PROBLEM TO SOLVE ▸ In the chapter "Taffman's Return," what does the narrator call the one wholly irreplaceable item on them?

EXERCISE PASSAGE ▸
Chapter 17: TAFFMAN'S RETURN
When I took off from Washington DC it was a hot summer's day, but by the
time I reached Gatwick winter had arrived. It was a good twenty degrees colder
than it had been in DC, and whereas DC had been sunny and pleasant, London was
experiencing torrential rain and was thoroughly miserable. What made it even
more miserable was that it was 7am in the morning, I'd had no sleep, and --
thanks to using all but half a day of my annual vacation time on my TAFF trip --
I had only two hours to get to work. I made it, though not without dropping my
Donald Duck hat in a puddle, and spent the next few hours concentrating on
fairly mindless tasks such as filing (just about all I could manage). When I
left work, shortly after 1pm, the rain hadn't let up at all and neither had the
general unpleasantness the day was subjecting me to. As I struggled over
Blackfriars Bridge, pulling my suitcase along on its trolley with one hand and
holding my umbrella into the wind with the other, I failed to notice when the
flat document bag wedged between the suitcase and the trolley straps slipped
out. When I did notice I retraced my steps, getting thoroughly soaked in
the process (wringing the water out of my socks when I got home was a real
barrel of laughs), but there was no sign of it. Fortunately my trip notes (the
one wholly irreplaceable item on me) were in my jacket pocket, as were my house
keys, which I'd removed from the bag shortly before leaving the office and
without which I'd've been in real trouble. However, there were things in there I
was pissed off at having lost, things like my Friends In Space badge, fanzines,
photos given to me by Avedon, various high-priced comics, and like that. Back
home I fell asleep at 4pm, woke 3am, had a lie-in 'til 4am, bathed, wrote a
letter, had breakfast, and set off for work at 8.20am.

SOURCE DATA ▸
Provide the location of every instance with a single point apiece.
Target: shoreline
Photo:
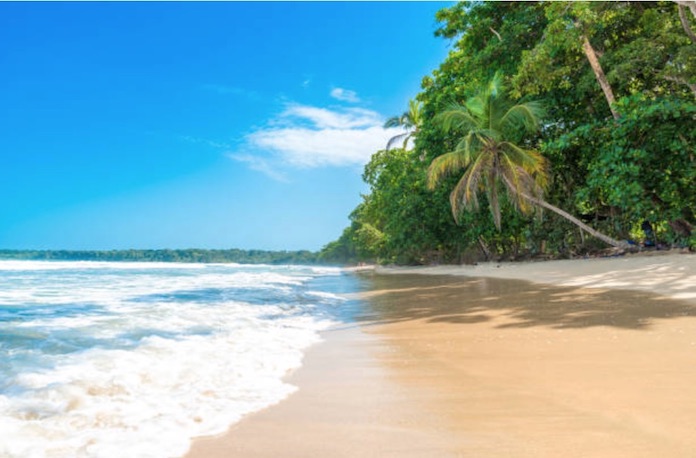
(593, 359)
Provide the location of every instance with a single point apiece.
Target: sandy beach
(575, 358)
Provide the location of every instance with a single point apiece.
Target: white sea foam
(120, 362)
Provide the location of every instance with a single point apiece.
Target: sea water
(135, 359)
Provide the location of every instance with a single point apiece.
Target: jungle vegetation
(588, 108)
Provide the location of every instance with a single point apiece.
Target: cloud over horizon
(344, 95)
(305, 136)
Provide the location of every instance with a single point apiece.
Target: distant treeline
(187, 255)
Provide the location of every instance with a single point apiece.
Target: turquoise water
(135, 359)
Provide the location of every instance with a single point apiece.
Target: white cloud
(260, 164)
(309, 137)
(322, 118)
(344, 95)
(204, 141)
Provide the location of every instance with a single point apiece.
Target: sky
(199, 125)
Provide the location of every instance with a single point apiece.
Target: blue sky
(210, 125)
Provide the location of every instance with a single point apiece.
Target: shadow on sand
(463, 300)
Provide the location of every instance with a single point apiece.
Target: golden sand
(459, 366)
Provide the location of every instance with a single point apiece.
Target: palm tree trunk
(577, 222)
(599, 74)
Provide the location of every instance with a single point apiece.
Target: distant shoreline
(193, 255)
(469, 364)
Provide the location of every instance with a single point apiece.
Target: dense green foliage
(617, 81)
(189, 255)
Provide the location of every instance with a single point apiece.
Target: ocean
(101, 359)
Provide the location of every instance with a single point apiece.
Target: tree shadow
(521, 304)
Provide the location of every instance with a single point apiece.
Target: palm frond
(456, 117)
(524, 115)
(394, 121)
(443, 166)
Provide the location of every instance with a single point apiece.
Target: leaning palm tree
(491, 161)
(409, 120)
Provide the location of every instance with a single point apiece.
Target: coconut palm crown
(486, 153)
(489, 158)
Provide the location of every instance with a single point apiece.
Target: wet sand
(461, 366)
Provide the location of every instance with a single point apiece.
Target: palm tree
(492, 161)
(409, 120)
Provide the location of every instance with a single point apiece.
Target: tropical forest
(551, 130)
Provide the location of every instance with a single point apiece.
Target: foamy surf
(136, 360)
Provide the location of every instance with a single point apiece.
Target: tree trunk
(484, 248)
(685, 22)
(577, 222)
(599, 74)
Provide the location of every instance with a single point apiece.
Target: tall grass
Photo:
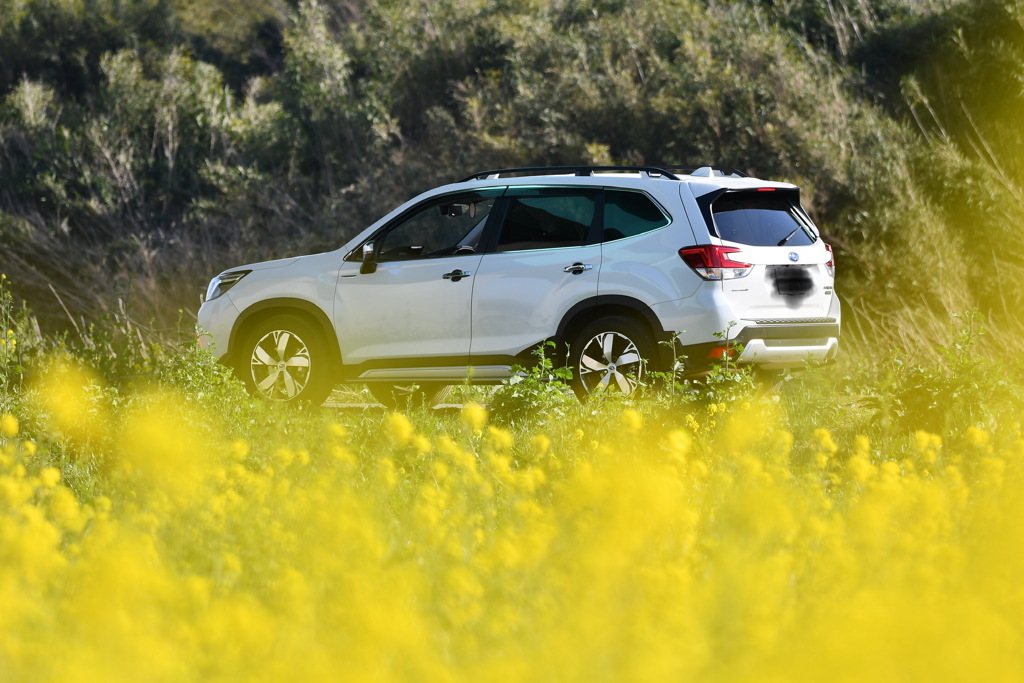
(847, 523)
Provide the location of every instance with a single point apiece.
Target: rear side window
(628, 214)
(547, 221)
(759, 219)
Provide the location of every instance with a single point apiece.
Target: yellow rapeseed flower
(50, 476)
(632, 420)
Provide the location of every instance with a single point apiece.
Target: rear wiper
(788, 237)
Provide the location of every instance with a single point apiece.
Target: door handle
(457, 274)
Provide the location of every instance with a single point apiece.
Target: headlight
(223, 282)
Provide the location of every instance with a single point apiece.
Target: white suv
(617, 265)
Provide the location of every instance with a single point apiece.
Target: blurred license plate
(793, 281)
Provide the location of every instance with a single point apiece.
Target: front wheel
(403, 396)
(285, 359)
(608, 354)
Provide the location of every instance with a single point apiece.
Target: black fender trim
(285, 306)
(611, 304)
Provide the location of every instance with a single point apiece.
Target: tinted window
(445, 227)
(627, 214)
(753, 218)
(545, 222)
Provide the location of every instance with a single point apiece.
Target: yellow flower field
(693, 544)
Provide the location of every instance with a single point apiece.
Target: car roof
(705, 178)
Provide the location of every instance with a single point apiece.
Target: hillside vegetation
(858, 521)
(145, 146)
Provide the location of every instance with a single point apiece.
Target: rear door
(544, 260)
(791, 278)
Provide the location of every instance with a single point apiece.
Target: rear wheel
(402, 396)
(284, 358)
(608, 354)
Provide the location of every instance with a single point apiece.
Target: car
(626, 268)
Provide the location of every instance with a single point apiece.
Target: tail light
(714, 262)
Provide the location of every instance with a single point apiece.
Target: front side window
(446, 226)
(547, 221)
(628, 214)
(759, 219)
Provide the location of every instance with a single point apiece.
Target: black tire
(403, 396)
(609, 354)
(285, 359)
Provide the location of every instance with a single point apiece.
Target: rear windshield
(753, 218)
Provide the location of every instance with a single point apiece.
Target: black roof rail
(709, 170)
(576, 170)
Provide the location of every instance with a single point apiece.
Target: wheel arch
(300, 308)
(597, 307)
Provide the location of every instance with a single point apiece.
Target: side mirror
(369, 258)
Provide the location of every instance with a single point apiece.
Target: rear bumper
(775, 346)
(768, 345)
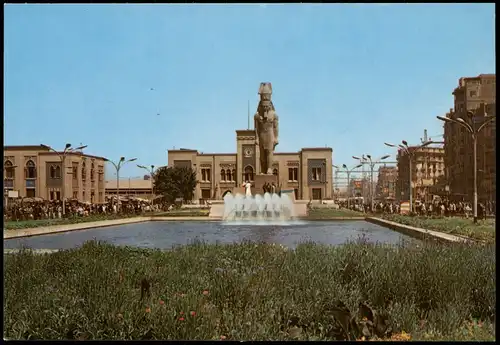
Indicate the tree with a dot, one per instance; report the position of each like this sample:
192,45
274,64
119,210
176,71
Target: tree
175,182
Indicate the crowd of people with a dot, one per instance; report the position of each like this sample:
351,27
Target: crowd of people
35,209
444,208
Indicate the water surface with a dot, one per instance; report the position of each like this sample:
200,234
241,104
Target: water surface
164,235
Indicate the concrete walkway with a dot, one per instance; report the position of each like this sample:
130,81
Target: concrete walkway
44,230
418,232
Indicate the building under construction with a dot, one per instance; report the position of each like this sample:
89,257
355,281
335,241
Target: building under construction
385,189
478,95
428,172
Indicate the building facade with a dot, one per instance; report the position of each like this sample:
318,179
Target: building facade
476,94
307,172
131,187
35,171
428,169
385,189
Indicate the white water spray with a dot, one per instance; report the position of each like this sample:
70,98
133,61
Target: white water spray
272,207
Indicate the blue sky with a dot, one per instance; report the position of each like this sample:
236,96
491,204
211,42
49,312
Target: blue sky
345,76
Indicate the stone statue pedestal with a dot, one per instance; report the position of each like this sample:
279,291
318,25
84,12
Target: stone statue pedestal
260,181
239,190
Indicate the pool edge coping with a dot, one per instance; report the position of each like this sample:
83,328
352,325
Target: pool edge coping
405,229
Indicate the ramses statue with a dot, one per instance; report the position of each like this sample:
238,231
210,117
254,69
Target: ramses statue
266,128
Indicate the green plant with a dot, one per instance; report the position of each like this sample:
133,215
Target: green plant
250,292
484,230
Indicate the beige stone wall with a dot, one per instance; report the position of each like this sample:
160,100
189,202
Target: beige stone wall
326,188
283,161
20,155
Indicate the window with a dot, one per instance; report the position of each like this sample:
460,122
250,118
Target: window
9,170
74,171
30,169
316,174
248,173
84,171
205,175
101,173
55,171
293,174
316,193
205,193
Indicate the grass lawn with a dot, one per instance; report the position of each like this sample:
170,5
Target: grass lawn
327,213
28,224
484,230
252,292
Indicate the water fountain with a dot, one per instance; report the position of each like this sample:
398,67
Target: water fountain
267,207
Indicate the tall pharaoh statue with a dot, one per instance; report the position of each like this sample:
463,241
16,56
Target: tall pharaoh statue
266,128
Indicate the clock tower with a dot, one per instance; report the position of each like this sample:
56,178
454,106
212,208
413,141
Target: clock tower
246,156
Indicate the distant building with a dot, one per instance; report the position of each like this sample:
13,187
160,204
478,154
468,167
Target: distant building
385,189
35,171
427,170
307,172
476,94
131,187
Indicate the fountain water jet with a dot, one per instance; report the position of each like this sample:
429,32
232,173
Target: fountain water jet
270,207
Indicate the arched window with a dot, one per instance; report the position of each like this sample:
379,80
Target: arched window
52,171
248,175
30,169
9,170
58,172
84,171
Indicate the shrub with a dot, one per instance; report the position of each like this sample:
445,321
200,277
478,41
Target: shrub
249,291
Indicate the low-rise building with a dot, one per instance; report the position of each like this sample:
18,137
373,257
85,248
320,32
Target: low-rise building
427,166
385,189
36,171
130,187
307,172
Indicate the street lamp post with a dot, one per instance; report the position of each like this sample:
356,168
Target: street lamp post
348,172
118,166
372,166
62,157
404,146
471,128
151,172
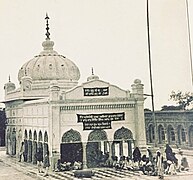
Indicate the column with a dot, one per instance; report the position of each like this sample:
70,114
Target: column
29,156
84,163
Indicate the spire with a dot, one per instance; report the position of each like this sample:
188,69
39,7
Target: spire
47,28
25,72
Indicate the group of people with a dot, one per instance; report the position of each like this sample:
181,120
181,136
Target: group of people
162,163
43,161
67,166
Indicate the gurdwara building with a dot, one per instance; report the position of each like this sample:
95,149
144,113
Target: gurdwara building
50,110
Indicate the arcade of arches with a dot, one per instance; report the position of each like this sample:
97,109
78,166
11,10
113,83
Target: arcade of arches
32,141
177,132
73,149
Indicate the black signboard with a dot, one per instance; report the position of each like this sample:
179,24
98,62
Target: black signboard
96,125
99,121
102,91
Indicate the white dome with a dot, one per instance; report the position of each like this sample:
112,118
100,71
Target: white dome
49,65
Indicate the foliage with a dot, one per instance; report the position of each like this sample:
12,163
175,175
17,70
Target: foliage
184,100
169,108
146,109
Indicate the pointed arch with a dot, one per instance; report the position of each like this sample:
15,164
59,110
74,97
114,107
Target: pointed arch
30,134
35,136
25,134
161,134
71,136
151,133
40,138
45,136
123,133
97,135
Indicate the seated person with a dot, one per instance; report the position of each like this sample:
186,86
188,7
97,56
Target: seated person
77,165
58,165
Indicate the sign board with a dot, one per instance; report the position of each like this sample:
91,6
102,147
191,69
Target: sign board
99,121
102,91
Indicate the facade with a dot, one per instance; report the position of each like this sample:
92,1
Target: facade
2,126
73,122
173,127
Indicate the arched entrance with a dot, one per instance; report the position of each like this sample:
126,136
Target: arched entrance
151,133
96,147
34,149
190,133
29,158
46,149
161,134
40,142
13,142
123,142
181,135
71,147
171,135
25,146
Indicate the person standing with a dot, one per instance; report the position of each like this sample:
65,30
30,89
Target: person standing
21,152
39,157
159,164
136,156
46,163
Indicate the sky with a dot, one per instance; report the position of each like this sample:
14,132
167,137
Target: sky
108,35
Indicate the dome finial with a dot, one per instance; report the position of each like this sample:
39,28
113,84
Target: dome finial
25,72
92,71
47,27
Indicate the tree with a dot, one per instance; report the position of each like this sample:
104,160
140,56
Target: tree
169,108
182,99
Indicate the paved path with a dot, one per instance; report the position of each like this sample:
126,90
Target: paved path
11,169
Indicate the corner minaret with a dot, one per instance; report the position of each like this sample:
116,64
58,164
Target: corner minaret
47,28
9,86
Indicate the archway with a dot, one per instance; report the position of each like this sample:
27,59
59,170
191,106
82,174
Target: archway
181,134
34,151
46,149
71,147
161,134
30,147
96,147
171,134
151,133
190,132
8,142
123,142
25,145
40,142
13,142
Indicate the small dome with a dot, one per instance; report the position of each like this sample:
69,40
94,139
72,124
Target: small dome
137,81
49,65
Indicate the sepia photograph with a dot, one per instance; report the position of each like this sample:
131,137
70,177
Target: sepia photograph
96,89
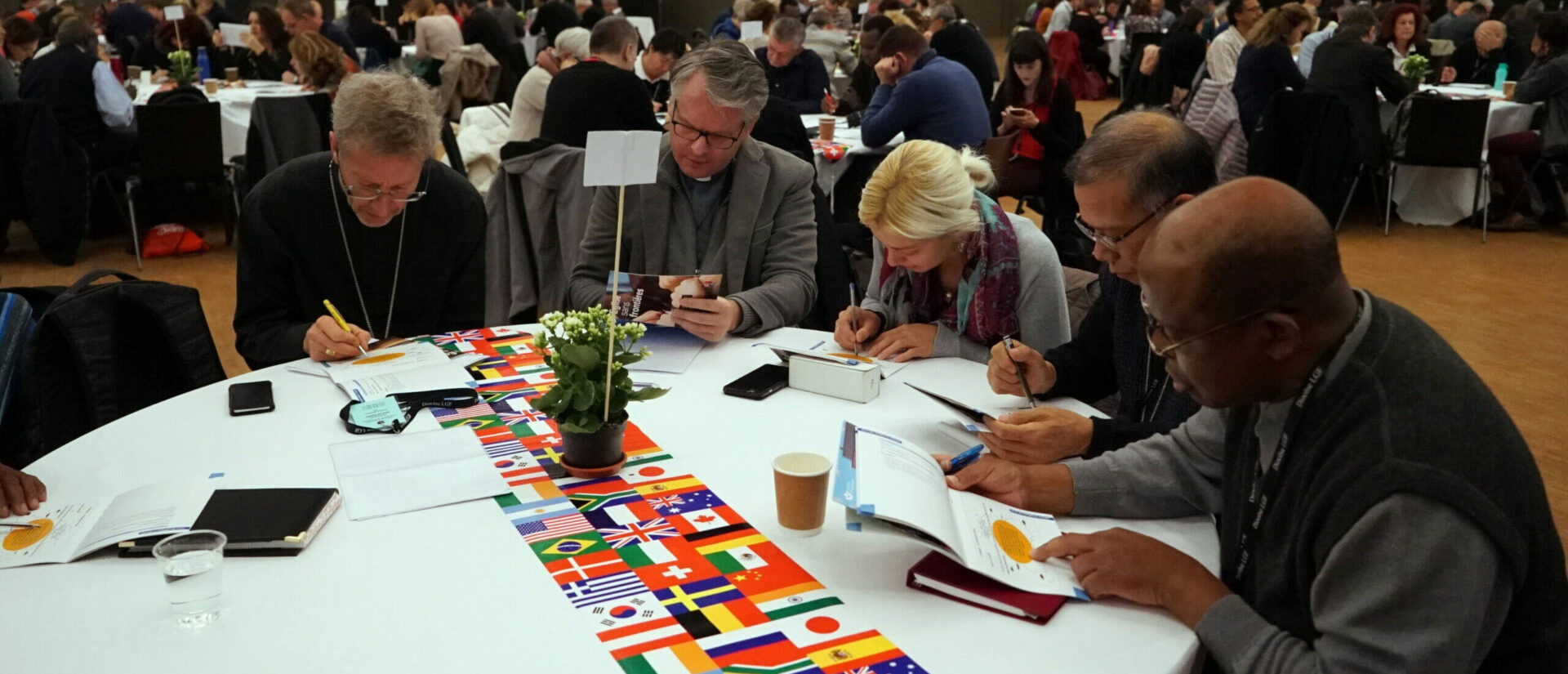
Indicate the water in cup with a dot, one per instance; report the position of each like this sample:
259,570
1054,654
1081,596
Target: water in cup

TASK RESPONSE ▸ The trip notes.